## [Data in this exercise]
>>

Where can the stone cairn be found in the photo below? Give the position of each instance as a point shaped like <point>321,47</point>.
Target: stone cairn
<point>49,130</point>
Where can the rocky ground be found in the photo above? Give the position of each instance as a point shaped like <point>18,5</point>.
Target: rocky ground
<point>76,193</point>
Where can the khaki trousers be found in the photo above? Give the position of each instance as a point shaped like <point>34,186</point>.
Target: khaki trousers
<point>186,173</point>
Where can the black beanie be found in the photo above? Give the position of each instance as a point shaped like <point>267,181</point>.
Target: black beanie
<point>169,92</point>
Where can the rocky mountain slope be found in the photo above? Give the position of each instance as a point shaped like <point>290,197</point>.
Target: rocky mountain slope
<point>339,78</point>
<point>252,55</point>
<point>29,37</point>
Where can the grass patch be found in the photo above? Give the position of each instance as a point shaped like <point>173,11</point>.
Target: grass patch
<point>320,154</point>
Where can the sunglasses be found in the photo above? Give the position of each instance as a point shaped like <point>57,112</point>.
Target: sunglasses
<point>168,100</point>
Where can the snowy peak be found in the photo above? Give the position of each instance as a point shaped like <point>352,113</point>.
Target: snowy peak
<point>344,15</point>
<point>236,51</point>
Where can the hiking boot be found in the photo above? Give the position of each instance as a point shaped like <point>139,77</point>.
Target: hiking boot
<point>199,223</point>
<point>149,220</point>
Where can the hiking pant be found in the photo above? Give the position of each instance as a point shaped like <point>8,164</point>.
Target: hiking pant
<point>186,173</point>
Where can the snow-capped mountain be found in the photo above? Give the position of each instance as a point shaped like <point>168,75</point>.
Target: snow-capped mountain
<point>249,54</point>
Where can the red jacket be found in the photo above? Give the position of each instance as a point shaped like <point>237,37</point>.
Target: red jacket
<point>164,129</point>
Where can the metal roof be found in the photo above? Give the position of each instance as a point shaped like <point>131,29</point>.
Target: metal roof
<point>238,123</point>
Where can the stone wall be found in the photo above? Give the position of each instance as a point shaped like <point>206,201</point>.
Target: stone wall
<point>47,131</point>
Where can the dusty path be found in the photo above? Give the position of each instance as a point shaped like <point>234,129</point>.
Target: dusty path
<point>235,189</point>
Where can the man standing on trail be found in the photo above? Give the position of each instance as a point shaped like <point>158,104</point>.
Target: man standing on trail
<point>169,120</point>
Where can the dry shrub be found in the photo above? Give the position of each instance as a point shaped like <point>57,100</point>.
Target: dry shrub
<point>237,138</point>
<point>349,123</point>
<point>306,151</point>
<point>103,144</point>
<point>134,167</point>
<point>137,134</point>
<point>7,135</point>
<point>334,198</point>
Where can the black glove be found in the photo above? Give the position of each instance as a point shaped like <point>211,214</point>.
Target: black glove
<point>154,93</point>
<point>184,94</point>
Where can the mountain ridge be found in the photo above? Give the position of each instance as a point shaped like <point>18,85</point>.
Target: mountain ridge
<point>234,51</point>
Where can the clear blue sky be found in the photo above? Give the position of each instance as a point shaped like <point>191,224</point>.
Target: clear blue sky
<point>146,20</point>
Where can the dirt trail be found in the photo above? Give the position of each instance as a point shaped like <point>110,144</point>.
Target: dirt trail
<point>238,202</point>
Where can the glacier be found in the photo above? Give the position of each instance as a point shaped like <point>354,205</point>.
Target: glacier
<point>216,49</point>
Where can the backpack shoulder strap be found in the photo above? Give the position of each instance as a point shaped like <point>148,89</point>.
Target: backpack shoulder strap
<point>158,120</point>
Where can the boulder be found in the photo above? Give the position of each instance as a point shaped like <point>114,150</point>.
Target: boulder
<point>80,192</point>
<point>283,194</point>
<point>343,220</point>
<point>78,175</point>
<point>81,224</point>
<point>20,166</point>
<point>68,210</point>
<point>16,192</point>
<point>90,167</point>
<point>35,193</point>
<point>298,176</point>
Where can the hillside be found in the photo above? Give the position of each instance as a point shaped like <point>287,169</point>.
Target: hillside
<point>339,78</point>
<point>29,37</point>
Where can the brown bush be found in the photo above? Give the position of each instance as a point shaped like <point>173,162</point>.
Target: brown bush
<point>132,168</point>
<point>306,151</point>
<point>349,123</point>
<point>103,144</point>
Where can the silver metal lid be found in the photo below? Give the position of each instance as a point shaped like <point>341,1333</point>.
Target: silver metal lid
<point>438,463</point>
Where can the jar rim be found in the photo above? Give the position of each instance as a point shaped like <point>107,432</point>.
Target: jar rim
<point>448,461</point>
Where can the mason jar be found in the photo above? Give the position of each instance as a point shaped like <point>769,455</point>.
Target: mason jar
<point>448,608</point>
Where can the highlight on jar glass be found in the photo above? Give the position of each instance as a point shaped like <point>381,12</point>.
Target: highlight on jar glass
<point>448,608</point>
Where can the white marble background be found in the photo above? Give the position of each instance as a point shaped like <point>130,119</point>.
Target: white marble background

<<

## [Exercise objective]
Using the data above, reproduce exactly the lines from the line that contains "Where can the snowy" through the line that contains "Where can the metal", including both.

## [Response below]
Where can the snowy peak be found in the photo above? Give the position of each instance as a point shaped like <point>352,113</point>.
Target: snowy peak
<point>344,15</point>
<point>236,51</point>
Where can the hiking boot be found in the photo above? Give the position of each instance as a point shaped like <point>139,77</point>.
Target: hiking boot
<point>199,223</point>
<point>149,220</point>
Where can the hiking pant be found in the photo above? Give the position of each instance as a point shaped like <point>8,164</point>.
Target: hiking pant
<point>186,173</point>
Where can the snow-capped mountain be found in the photo above? Give the position of each instance as a point shaped like <point>168,75</point>.
Target: snow-capped mountain
<point>249,54</point>
Where can the red jacket be found in the photo above? Give the position of each instance as a point shaped like <point>237,37</point>.
Target: red jacket
<point>164,129</point>
Where can the metal roof be found in the photo above? Give the position of each instance as a point shaped like <point>131,29</point>.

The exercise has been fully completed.